= Extract to read =
::::::

Re: [math-fun] Lampshade weave.
Replying to Allan Wechsler and Dan Asimov.
From: Allan Wechsler <acwacw@gmail.com> Date: 10/29/20, 10:54 PM
Maybe my visualization skills are tripping me up, but it seems to me that when you flatten the cone to a plane, the angle between the two edges must be 90 degrees.
Yes, it's 90 degrees. (*Not* 270.) I suppose this pie-slice angle should be theta. This raises another question. What's the angle you get if you slice the cone with a plane through its vertical axis-- call this phi--as a function of theta? Let's see, theta=0 -> phi = 0; theta=2pi -> phi = pi. So phi = theta/2, right?
From: Dan Asimov <dasimov@earthlink.net> Date: 10/30/20, 10:56 AM
In order to think about this, I find it useful to imagine first cutting open the cone by a cut from its vertex — making it into a sector of the plane — and then sewing together infinitely many copies of this sector, edge to edge, to that the whole thing has the topology of an infinite parking ramp (or a log surface in the complex plane) and laying it flat in the plane.
Now any piece of a geodesic on the original cone can be transferred to this surface and despite its being flat, you can extend the geodesic indefinitely and it will always be in the correct corresponding location on one of the (infinitely many) sectors, each corresponding to the original cone. (We've put the vertex of the cone at the origin.)
Of course the geodesic once it's on the plane will just be a straight line if thought of in the plane. The generators of the cone (straight lines through its vertex) correspond to rays emanating from the origin in the plane.

::::::

= Items =

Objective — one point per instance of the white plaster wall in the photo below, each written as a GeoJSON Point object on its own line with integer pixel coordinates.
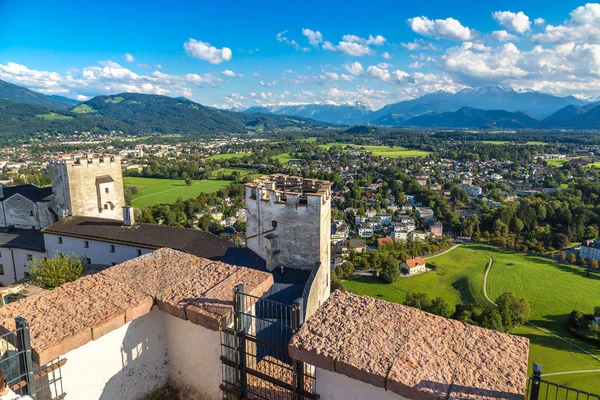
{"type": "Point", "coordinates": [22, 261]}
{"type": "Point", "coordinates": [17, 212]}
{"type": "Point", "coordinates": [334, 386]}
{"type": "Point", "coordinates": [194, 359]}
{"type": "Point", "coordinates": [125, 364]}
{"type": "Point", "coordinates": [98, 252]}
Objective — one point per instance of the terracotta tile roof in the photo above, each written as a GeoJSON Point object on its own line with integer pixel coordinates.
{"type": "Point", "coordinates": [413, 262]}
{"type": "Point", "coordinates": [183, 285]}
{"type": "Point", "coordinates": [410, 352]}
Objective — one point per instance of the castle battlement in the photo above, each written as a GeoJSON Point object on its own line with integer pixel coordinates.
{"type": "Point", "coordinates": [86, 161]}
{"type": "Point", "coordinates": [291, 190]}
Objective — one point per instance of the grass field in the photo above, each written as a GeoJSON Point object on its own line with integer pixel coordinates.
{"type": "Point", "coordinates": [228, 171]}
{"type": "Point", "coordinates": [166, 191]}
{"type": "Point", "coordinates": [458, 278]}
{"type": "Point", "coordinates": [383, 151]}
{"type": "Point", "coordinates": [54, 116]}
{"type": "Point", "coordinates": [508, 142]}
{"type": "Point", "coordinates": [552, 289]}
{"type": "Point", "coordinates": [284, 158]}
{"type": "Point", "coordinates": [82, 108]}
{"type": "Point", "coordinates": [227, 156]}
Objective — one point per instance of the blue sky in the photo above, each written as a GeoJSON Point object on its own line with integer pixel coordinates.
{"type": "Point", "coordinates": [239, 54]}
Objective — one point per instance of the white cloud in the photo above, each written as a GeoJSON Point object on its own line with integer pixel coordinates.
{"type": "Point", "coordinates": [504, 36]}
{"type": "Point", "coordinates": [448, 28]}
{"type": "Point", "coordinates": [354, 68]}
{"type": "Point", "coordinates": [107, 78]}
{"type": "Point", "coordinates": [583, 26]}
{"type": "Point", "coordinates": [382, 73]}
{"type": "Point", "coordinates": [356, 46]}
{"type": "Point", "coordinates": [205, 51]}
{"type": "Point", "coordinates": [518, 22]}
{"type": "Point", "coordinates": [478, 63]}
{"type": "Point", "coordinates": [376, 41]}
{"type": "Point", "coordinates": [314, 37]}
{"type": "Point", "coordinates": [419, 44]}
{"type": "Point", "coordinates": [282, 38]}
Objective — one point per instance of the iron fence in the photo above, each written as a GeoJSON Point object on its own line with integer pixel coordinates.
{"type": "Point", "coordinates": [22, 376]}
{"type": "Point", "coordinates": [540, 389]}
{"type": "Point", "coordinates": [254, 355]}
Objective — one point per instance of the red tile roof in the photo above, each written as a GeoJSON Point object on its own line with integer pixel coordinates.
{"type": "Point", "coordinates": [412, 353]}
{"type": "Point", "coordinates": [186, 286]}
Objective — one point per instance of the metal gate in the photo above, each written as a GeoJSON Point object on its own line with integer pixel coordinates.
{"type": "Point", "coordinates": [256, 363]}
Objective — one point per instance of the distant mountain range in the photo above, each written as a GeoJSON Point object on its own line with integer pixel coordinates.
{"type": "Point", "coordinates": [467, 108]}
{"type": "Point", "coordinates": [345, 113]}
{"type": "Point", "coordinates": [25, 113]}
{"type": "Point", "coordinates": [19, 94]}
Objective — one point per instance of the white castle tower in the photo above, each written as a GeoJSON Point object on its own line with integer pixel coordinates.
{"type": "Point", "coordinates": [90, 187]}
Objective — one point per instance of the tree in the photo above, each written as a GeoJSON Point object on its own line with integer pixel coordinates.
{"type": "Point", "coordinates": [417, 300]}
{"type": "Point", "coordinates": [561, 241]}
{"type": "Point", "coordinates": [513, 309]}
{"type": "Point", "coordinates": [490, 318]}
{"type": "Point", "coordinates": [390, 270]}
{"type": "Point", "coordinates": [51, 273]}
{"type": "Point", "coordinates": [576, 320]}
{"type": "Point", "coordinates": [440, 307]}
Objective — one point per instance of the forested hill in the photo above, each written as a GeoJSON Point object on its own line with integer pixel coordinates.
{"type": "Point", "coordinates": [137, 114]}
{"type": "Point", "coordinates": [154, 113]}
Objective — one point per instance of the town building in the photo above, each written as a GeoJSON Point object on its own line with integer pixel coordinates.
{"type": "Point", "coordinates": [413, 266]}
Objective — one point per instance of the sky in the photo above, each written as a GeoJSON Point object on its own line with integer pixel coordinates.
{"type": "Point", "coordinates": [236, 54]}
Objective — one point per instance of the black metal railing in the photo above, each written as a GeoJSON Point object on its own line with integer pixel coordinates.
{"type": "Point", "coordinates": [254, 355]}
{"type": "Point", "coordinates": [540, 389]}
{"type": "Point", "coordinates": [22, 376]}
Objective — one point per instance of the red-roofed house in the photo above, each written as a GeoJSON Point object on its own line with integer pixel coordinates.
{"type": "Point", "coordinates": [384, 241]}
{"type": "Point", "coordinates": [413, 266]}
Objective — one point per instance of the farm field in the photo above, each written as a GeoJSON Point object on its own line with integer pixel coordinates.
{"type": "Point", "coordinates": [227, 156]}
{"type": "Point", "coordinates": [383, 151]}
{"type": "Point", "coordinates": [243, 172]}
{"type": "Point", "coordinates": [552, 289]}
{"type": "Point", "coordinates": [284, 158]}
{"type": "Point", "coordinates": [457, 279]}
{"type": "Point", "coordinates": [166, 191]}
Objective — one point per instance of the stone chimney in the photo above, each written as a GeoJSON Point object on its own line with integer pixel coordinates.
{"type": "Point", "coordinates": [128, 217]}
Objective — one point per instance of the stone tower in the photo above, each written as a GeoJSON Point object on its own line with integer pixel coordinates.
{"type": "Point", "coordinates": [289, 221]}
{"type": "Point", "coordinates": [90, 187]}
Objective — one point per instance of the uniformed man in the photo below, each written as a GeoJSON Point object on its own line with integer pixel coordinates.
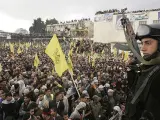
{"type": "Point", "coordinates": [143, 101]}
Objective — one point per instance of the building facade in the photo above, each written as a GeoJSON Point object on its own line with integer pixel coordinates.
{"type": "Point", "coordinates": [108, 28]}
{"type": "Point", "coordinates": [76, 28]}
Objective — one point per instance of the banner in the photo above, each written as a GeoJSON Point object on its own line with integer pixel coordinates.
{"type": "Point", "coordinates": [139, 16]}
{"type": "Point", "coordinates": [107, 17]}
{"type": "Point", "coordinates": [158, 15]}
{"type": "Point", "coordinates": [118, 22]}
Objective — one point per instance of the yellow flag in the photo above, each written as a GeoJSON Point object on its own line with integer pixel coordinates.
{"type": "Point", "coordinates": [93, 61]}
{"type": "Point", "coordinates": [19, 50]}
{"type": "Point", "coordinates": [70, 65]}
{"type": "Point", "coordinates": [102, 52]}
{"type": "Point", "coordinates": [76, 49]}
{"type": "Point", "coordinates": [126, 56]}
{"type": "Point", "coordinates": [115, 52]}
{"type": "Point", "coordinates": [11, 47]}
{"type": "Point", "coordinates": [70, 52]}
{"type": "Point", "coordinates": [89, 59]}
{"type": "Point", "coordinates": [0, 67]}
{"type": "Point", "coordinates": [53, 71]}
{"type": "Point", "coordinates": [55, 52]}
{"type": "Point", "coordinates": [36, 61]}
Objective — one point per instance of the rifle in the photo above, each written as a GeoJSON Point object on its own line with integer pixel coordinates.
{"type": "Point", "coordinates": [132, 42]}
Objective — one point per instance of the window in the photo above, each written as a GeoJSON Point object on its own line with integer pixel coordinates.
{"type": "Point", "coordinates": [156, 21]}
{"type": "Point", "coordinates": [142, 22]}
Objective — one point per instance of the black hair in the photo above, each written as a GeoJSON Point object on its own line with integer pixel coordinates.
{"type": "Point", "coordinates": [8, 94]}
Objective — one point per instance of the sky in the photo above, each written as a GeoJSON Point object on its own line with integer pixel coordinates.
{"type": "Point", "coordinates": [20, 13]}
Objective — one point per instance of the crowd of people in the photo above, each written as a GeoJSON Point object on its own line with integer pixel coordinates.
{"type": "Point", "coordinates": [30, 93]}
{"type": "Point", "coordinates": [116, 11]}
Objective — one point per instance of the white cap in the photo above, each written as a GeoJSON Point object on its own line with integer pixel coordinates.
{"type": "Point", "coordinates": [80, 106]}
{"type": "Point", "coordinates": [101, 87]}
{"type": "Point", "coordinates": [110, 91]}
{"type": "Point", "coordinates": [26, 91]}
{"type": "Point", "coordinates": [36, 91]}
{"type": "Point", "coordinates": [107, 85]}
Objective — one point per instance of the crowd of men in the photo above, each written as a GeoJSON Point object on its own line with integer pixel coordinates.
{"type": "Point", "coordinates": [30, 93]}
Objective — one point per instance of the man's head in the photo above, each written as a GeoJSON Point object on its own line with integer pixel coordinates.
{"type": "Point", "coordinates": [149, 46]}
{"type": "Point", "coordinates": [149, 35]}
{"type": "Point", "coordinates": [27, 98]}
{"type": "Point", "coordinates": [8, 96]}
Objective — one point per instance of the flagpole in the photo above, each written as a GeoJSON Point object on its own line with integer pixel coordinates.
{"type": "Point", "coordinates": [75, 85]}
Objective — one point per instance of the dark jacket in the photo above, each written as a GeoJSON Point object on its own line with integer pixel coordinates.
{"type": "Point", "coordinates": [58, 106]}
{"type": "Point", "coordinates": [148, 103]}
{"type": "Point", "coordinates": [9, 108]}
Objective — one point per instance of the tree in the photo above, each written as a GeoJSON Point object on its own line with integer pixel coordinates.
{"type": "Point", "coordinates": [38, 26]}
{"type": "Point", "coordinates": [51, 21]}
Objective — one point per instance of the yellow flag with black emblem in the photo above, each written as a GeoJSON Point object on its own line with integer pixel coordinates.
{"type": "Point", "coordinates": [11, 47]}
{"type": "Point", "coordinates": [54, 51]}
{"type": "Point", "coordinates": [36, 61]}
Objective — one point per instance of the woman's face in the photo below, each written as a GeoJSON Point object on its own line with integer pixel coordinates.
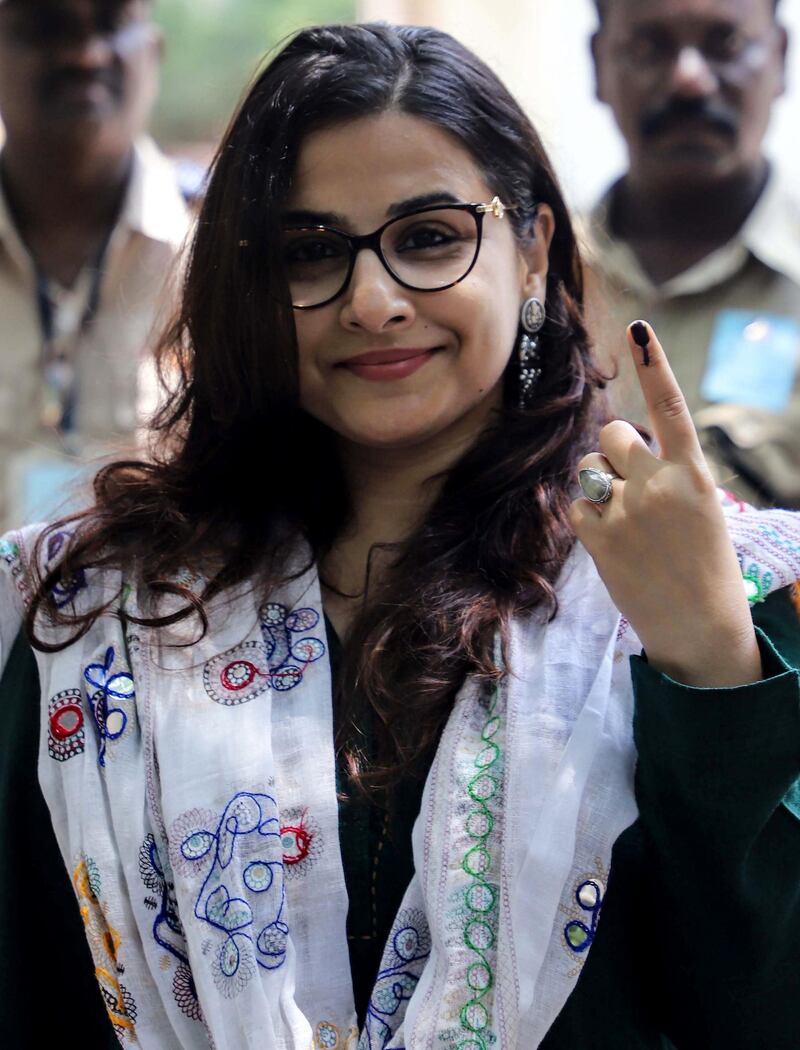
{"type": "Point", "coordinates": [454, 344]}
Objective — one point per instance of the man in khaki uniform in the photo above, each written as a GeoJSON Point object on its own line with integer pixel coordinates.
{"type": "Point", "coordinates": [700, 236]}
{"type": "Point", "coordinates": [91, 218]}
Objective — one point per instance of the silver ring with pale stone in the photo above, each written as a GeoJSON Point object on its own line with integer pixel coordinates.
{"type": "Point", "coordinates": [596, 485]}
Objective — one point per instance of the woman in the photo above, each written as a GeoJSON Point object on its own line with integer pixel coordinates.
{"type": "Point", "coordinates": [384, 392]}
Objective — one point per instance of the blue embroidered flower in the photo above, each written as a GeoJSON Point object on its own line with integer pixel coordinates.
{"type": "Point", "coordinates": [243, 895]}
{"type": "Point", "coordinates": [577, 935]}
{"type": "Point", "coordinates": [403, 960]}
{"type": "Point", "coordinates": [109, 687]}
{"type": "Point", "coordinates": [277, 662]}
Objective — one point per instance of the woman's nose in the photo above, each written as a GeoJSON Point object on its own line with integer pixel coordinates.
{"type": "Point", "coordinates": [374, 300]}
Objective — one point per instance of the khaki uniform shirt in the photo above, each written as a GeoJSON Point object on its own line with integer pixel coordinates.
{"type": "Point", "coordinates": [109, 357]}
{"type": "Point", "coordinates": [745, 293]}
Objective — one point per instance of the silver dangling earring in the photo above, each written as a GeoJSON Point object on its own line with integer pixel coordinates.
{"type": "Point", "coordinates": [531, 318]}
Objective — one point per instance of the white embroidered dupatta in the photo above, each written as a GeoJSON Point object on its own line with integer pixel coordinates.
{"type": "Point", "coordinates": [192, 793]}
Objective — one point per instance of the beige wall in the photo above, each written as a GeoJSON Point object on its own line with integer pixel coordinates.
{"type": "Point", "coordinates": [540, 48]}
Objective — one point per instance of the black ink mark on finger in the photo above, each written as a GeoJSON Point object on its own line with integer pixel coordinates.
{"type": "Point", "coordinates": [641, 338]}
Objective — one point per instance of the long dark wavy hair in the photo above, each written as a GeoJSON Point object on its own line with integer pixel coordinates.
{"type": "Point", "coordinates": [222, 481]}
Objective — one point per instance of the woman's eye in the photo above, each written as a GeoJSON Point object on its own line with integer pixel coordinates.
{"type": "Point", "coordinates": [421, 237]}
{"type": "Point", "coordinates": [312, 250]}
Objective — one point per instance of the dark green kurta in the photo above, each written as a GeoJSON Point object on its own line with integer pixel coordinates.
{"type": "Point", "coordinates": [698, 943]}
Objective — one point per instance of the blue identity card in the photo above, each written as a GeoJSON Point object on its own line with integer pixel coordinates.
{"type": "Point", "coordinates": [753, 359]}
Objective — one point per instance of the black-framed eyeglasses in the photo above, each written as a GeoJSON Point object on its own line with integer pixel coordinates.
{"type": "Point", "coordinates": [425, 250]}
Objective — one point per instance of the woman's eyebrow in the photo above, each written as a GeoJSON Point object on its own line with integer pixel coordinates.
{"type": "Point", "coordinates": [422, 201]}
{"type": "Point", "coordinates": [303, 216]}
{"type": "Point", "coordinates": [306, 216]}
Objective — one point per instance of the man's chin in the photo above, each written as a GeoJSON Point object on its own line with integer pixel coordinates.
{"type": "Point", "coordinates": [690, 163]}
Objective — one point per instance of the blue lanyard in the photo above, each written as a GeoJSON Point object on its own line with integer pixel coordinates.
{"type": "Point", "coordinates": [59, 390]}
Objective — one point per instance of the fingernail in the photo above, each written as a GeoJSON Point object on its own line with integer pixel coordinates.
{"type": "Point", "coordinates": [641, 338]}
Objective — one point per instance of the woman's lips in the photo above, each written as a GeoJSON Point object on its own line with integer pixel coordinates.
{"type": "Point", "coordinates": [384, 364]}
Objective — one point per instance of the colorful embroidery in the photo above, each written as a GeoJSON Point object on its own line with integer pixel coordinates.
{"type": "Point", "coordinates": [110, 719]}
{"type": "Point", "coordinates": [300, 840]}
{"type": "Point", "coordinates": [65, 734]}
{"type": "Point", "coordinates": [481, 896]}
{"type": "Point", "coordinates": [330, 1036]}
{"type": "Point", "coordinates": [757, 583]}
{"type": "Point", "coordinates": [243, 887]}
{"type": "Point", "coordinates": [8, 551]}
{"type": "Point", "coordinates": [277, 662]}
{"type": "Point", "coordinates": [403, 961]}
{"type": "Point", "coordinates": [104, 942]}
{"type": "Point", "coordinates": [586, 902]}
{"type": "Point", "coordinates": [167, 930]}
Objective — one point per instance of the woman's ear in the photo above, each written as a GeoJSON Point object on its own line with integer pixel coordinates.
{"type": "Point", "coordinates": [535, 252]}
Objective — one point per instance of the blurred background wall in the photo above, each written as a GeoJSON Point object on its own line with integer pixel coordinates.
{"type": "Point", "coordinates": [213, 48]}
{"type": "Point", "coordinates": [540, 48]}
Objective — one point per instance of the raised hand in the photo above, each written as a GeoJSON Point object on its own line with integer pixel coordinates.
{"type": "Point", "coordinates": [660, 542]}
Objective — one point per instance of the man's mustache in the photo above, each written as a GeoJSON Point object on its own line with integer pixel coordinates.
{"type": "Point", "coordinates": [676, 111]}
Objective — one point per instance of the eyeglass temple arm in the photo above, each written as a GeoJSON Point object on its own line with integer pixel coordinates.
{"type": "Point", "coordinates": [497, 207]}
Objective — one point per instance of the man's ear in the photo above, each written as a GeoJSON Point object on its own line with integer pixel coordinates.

::::::

= Problem description =
List every Greek letter name that appears spelled out in the lampshade weave thread.

= Response to the exercise =
theta, phi, pi